**Prompt:** Quote the line containing "Please mark the dog's front" and all lines that follow it in the listing below, exactly as written.
+-------+
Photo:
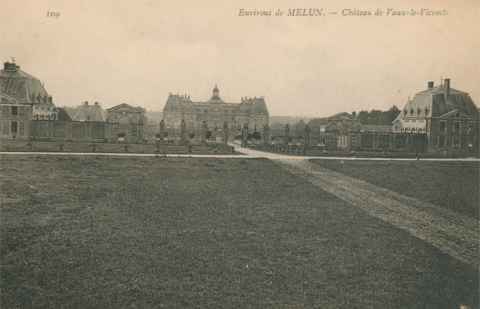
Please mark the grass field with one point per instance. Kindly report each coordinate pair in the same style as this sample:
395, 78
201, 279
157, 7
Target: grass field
176, 233
453, 185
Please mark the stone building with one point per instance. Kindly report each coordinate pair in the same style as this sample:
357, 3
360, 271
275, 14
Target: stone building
215, 113
27, 89
129, 122
88, 112
448, 117
23, 98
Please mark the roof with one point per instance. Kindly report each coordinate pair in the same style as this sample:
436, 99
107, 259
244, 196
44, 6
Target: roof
63, 115
375, 128
86, 112
125, 106
20, 85
433, 102
177, 102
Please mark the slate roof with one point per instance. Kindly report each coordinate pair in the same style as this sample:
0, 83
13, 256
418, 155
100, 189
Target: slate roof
131, 108
20, 85
432, 103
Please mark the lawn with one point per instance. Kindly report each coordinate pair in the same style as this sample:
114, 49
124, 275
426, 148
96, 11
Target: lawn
453, 185
102, 232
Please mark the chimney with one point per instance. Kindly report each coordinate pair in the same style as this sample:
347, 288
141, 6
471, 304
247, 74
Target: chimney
447, 88
10, 67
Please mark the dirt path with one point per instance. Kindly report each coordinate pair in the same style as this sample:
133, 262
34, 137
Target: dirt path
450, 232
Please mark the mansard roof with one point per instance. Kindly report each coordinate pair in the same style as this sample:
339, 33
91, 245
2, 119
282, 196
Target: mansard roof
434, 102
20, 85
177, 102
126, 107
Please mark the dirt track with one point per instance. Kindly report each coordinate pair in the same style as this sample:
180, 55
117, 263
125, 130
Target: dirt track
450, 232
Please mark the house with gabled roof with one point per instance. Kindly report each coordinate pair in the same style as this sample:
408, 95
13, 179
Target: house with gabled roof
448, 117
129, 122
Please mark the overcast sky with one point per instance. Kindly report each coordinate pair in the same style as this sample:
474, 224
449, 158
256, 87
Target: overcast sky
139, 51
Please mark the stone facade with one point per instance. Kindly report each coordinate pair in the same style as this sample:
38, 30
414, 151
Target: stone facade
215, 114
448, 117
129, 122
23, 88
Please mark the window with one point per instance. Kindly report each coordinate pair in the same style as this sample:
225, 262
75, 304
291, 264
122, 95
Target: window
6, 128
21, 128
14, 127
443, 126
456, 127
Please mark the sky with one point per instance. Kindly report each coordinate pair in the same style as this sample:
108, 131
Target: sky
137, 52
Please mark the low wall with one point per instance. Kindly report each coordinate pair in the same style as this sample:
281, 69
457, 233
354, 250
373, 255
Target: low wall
60, 146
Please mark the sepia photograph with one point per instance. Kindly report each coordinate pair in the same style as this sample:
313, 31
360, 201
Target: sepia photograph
240, 154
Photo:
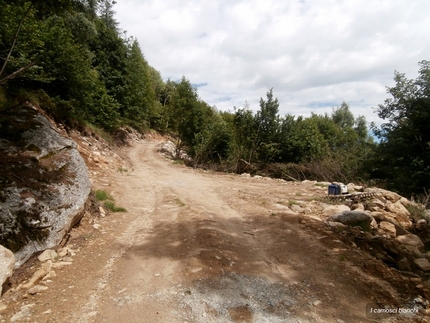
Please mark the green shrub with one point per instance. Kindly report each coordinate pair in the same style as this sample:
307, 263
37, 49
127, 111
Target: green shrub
110, 205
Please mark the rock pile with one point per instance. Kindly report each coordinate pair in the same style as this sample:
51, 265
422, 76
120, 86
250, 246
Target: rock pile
386, 229
45, 183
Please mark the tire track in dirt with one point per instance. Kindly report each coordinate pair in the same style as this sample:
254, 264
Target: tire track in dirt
197, 246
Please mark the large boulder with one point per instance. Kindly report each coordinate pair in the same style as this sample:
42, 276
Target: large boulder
44, 185
353, 218
7, 263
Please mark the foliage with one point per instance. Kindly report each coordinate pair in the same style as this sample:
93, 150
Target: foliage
71, 58
402, 160
113, 208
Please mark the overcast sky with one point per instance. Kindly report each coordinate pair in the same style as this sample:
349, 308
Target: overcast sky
315, 54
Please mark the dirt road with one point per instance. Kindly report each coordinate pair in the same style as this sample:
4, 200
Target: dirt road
198, 246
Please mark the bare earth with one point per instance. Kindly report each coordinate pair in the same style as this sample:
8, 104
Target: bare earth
198, 246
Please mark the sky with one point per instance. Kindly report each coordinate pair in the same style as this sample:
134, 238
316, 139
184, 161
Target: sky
315, 54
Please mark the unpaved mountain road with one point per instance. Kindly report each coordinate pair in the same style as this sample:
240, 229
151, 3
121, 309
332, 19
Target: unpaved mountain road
199, 246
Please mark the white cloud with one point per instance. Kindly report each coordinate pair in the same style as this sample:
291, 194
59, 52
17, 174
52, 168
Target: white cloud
314, 53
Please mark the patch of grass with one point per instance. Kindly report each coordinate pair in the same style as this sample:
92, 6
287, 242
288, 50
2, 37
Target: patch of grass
179, 202
110, 205
102, 195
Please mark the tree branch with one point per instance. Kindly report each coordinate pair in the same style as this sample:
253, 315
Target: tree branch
14, 40
14, 74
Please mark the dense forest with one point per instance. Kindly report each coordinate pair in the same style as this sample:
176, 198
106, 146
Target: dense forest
71, 58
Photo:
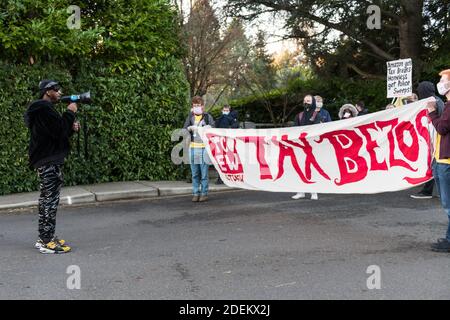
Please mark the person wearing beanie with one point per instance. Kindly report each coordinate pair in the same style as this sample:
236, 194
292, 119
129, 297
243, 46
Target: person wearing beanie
441, 163
49, 146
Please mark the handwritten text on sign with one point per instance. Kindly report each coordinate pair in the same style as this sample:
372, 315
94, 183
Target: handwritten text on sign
386, 151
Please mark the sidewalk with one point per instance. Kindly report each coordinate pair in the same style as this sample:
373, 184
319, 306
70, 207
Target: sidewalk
108, 192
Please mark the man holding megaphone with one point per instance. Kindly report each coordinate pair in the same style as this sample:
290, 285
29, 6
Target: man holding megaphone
49, 146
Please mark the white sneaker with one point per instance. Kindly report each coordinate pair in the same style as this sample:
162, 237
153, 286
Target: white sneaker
299, 196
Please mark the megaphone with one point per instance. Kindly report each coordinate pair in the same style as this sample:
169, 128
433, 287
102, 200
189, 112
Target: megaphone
78, 98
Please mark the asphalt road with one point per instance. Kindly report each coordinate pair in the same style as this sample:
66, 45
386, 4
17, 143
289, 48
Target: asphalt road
239, 245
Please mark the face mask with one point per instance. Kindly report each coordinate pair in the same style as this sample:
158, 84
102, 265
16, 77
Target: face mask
198, 110
442, 88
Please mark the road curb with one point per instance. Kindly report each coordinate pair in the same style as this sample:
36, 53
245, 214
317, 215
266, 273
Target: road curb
112, 191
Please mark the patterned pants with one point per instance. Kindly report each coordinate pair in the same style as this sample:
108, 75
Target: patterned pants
51, 181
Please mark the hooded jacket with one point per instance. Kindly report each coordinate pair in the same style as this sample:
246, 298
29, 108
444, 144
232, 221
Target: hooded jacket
442, 125
309, 116
427, 89
50, 132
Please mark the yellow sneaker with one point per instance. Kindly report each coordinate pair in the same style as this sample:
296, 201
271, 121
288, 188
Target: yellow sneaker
54, 248
39, 243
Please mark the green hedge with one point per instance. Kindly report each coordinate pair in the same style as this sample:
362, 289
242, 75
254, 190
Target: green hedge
129, 123
127, 53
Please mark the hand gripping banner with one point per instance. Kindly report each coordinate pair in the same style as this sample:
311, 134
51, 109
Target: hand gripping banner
381, 152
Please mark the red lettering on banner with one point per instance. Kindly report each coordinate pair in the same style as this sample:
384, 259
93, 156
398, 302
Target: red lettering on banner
287, 151
260, 143
410, 152
352, 167
424, 132
225, 154
393, 161
310, 158
371, 146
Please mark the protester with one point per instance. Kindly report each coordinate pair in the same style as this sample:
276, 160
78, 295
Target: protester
390, 106
361, 107
348, 111
411, 99
48, 148
324, 114
198, 155
441, 163
310, 115
226, 121
426, 90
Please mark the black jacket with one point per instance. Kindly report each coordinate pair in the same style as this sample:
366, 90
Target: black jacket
50, 132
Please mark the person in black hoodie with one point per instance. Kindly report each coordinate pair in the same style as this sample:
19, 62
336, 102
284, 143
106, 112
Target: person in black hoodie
49, 146
426, 90
310, 115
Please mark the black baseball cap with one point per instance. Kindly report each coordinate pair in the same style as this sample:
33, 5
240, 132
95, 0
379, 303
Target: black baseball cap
46, 85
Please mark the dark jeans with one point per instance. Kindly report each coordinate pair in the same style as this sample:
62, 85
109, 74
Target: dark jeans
428, 188
441, 174
51, 181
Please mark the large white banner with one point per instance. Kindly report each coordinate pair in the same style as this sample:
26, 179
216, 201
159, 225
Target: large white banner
380, 152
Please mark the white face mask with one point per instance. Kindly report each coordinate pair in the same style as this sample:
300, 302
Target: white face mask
443, 88
197, 110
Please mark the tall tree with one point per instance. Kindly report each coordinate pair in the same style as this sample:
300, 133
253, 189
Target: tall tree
316, 23
207, 45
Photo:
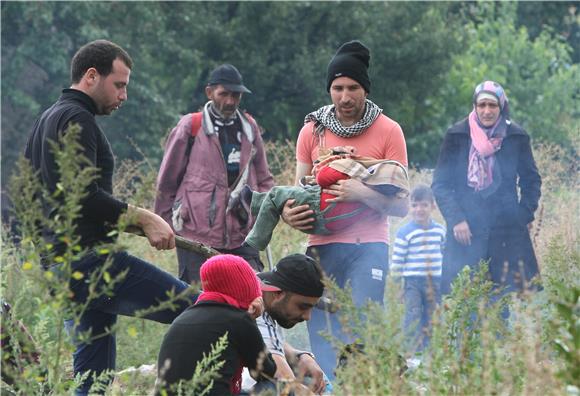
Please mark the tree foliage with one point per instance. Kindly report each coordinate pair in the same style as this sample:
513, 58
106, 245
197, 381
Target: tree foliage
426, 57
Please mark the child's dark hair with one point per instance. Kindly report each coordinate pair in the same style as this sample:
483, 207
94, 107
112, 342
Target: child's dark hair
422, 192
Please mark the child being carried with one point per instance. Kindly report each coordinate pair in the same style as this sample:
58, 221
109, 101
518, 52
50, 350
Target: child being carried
339, 163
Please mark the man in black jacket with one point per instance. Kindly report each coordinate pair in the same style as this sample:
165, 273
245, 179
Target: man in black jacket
100, 73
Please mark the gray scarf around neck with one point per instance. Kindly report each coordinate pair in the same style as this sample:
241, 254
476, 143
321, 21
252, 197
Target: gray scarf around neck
325, 117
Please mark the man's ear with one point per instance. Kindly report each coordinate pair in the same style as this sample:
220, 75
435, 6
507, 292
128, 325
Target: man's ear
91, 76
208, 91
279, 295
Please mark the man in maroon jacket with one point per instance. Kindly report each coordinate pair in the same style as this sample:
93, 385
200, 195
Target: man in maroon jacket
209, 156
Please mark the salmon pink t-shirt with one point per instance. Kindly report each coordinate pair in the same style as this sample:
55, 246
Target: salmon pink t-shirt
382, 140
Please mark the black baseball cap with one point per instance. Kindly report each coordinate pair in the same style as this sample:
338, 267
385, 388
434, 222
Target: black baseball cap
296, 273
228, 76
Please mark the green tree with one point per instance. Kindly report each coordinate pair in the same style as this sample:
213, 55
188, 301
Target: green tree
540, 80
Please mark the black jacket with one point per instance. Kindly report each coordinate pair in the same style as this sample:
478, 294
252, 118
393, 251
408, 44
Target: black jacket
99, 209
497, 222
458, 202
194, 332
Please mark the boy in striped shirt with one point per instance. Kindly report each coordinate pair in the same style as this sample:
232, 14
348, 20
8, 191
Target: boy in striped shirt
417, 258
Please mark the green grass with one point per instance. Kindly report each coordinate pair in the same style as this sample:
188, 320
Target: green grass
535, 354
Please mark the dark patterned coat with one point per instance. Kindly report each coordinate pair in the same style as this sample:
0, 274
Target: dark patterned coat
498, 222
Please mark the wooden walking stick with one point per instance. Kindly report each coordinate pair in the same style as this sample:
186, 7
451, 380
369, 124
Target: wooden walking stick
181, 242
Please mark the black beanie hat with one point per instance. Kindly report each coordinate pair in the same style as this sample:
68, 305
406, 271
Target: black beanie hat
351, 60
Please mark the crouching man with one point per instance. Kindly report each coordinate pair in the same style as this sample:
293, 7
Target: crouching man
290, 291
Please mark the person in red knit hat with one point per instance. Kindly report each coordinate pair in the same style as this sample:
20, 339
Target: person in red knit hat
230, 301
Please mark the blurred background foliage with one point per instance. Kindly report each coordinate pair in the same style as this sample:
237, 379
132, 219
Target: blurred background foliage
426, 58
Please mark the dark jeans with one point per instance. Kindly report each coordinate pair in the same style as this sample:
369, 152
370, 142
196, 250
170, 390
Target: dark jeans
421, 295
143, 286
190, 262
364, 266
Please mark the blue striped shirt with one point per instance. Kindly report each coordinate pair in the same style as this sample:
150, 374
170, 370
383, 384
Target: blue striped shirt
418, 251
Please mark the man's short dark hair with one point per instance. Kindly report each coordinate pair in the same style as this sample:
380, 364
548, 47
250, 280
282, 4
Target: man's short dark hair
99, 54
422, 192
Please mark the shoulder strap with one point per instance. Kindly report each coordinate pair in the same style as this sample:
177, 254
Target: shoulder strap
195, 123
195, 126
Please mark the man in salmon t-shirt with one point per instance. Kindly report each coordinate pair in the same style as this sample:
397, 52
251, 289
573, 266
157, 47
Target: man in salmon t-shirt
357, 255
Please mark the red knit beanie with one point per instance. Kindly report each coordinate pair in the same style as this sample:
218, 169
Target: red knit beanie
230, 279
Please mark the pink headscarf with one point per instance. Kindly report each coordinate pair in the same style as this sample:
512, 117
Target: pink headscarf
485, 142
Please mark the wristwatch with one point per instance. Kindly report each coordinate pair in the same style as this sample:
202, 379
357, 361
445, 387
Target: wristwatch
300, 353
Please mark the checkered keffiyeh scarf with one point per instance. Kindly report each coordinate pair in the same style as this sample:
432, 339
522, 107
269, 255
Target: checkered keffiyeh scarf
325, 117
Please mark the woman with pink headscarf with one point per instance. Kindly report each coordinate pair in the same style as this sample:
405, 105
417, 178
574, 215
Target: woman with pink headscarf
487, 187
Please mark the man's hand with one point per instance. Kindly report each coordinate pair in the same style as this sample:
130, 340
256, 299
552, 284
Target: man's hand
354, 190
299, 217
462, 233
347, 191
307, 366
157, 231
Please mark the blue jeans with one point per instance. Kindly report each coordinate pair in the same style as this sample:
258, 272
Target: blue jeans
142, 287
365, 267
421, 295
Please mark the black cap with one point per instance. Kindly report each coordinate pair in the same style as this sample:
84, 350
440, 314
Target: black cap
228, 76
351, 60
296, 273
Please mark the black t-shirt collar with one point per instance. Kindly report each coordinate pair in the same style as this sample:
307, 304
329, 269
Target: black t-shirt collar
86, 100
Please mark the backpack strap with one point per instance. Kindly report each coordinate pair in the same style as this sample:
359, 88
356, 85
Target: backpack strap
195, 126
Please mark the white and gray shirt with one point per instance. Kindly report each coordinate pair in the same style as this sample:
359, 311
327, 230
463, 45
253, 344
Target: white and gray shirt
271, 333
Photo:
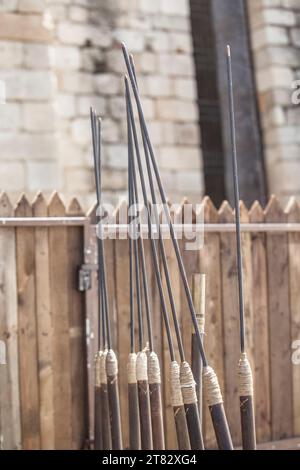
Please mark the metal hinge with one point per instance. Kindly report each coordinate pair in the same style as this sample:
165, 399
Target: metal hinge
85, 276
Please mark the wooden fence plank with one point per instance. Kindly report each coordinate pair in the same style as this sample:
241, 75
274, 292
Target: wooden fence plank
10, 424
279, 324
230, 322
261, 330
213, 339
44, 326
28, 361
58, 247
77, 331
293, 215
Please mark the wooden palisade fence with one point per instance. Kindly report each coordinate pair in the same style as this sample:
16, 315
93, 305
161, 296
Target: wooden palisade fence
44, 320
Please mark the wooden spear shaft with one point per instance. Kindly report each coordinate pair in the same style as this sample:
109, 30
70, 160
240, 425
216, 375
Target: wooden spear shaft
192, 414
197, 366
244, 369
214, 397
178, 408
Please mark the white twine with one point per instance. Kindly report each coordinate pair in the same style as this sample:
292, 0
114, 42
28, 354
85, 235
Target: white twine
188, 386
111, 364
98, 368
131, 368
245, 377
103, 376
211, 387
141, 366
153, 368
176, 395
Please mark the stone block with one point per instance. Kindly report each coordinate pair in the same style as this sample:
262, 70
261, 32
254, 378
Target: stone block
81, 34
10, 117
134, 40
38, 56
38, 117
65, 105
185, 88
179, 158
176, 110
107, 84
11, 54
42, 175
67, 57
28, 84
180, 7
12, 175
18, 27
75, 82
268, 36
85, 102
81, 131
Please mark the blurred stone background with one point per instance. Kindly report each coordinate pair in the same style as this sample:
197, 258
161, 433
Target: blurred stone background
59, 57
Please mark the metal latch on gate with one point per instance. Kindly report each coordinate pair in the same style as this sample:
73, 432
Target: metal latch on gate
85, 276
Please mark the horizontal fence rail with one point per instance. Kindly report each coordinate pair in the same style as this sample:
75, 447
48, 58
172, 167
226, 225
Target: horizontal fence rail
48, 318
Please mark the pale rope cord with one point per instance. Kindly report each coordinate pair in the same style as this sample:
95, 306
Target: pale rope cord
103, 376
245, 377
153, 368
176, 395
131, 368
97, 364
141, 366
111, 364
187, 382
212, 389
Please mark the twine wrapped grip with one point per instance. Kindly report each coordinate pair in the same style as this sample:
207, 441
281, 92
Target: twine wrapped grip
131, 368
188, 386
176, 395
245, 377
97, 364
141, 366
111, 364
153, 368
103, 376
211, 385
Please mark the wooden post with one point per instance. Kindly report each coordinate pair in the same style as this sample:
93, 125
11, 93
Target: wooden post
28, 360
10, 419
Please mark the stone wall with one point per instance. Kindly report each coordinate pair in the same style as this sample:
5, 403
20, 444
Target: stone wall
275, 34
60, 57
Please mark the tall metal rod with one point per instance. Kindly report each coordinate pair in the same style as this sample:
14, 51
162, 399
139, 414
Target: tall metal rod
150, 231
244, 368
102, 434
213, 393
133, 396
165, 204
186, 376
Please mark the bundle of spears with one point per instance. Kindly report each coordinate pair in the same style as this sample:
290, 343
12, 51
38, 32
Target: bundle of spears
144, 376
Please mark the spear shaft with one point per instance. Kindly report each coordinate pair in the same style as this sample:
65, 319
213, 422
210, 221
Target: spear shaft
244, 368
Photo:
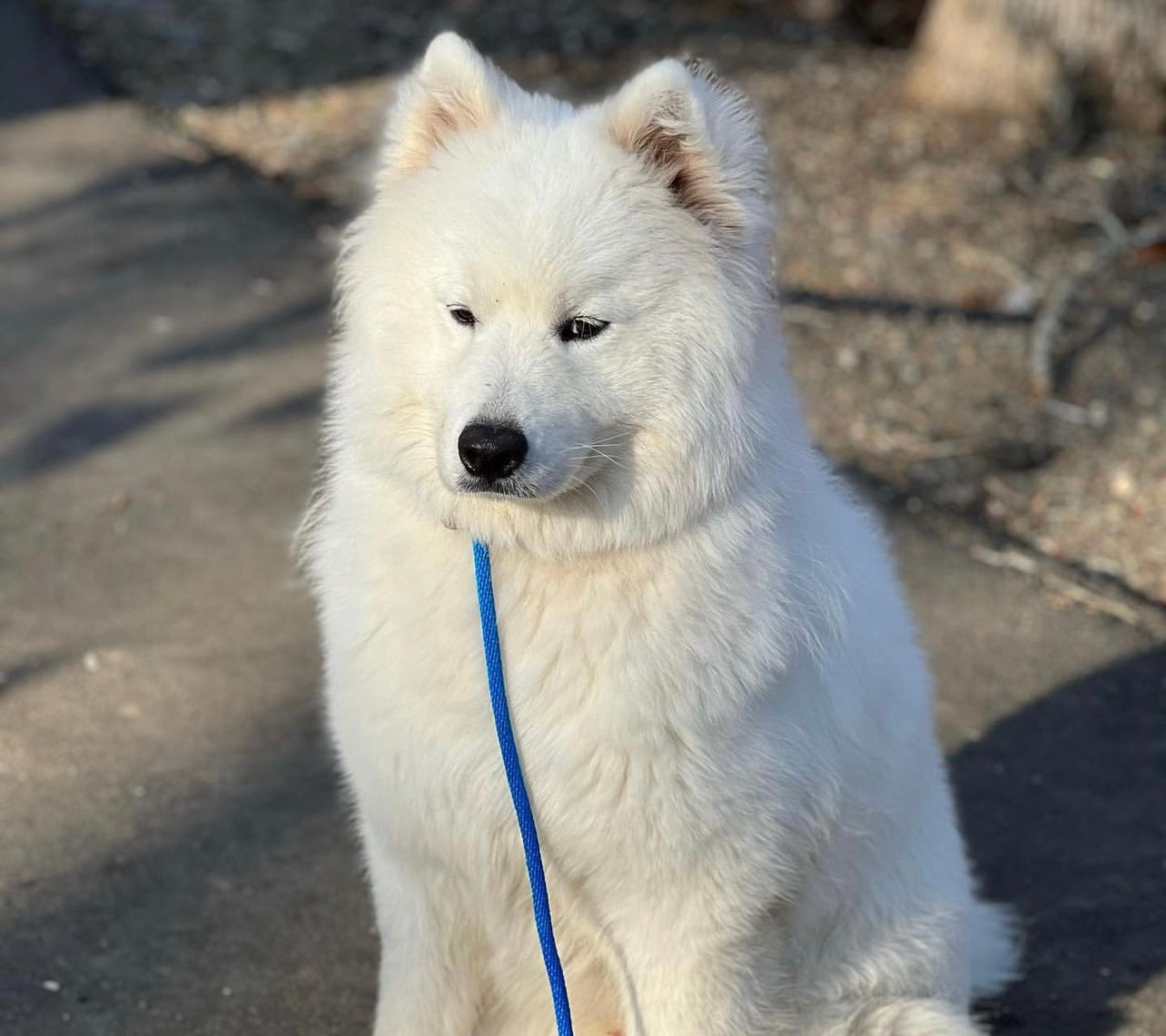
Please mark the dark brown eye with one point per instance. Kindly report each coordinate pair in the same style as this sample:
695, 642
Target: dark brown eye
579, 329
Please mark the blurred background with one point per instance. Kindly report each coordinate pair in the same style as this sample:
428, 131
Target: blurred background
973, 270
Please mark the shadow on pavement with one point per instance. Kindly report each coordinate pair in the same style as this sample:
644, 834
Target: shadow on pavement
1063, 804
84, 431
247, 913
262, 895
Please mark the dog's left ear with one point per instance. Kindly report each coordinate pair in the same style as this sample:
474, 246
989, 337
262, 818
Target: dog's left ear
698, 136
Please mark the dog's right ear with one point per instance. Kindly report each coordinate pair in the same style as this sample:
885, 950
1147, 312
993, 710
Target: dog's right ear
454, 90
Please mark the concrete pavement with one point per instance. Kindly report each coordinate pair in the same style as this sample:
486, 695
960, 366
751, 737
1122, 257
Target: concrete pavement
175, 855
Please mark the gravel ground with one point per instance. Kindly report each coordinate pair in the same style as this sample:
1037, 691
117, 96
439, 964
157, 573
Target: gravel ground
915, 249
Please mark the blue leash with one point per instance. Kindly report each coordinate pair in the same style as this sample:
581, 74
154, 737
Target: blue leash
518, 789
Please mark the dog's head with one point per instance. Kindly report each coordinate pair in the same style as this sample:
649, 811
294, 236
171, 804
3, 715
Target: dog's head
549, 313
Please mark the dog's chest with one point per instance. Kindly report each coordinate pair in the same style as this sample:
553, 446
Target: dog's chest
619, 701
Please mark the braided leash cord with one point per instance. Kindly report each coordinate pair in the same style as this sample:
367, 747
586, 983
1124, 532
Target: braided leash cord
513, 767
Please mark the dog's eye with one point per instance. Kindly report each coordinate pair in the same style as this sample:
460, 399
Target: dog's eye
579, 329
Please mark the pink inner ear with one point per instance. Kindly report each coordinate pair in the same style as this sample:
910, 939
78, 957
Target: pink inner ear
688, 173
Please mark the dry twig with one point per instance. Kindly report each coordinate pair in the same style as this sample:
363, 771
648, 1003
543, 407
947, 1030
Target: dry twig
1118, 242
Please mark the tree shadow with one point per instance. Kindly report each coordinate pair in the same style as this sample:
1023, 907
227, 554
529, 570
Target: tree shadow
40, 71
84, 431
1063, 804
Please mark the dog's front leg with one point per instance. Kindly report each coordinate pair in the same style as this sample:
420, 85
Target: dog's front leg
687, 985
430, 959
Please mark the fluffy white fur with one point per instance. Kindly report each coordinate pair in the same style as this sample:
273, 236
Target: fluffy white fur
723, 715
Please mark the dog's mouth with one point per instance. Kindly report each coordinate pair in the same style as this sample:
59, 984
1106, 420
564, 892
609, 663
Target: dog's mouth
514, 488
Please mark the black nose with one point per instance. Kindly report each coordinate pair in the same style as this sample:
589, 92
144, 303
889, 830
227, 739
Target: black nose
491, 451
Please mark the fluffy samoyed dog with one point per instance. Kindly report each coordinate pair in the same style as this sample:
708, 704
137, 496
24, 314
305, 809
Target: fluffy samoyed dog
557, 334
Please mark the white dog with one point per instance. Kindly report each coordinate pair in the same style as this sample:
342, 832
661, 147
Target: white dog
558, 337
+-------+
**The reply:**
Please mark the dog's front leg with one point per instance. Kindly report each coordinate pair in the same style as this sample:
420, 85
Target: dog's front leg
687, 985
430, 959
Please mark the fluffy white fur with one point per instance. Kindly report each coordinate pair in the same style as this sample:
273, 236
Target: fluffy white fur
723, 715
Please mark the dog's mouth with one point per instance. Kindly report each coordinate pair in the same style as this sample:
59, 984
1106, 420
564, 892
609, 663
Target: dog's mouth
514, 488
Please mark the black nose with one point per instance. Kindly report each coordinate pair in the same style as this sample:
589, 92
144, 303
889, 830
227, 739
Target: black nose
491, 451
Please mark the fluffy samoyed dog with one point per instance. Kindly report each coordinate pair in the same style as this sample:
708, 704
137, 496
24, 314
305, 809
Target: fluffy samoyed dog
557, 334
Please mark the white dog with one point per instance. Kindly report each coordinate pair in the same style as this sample:
342, 832
661, 147
Target: white dog
558, 337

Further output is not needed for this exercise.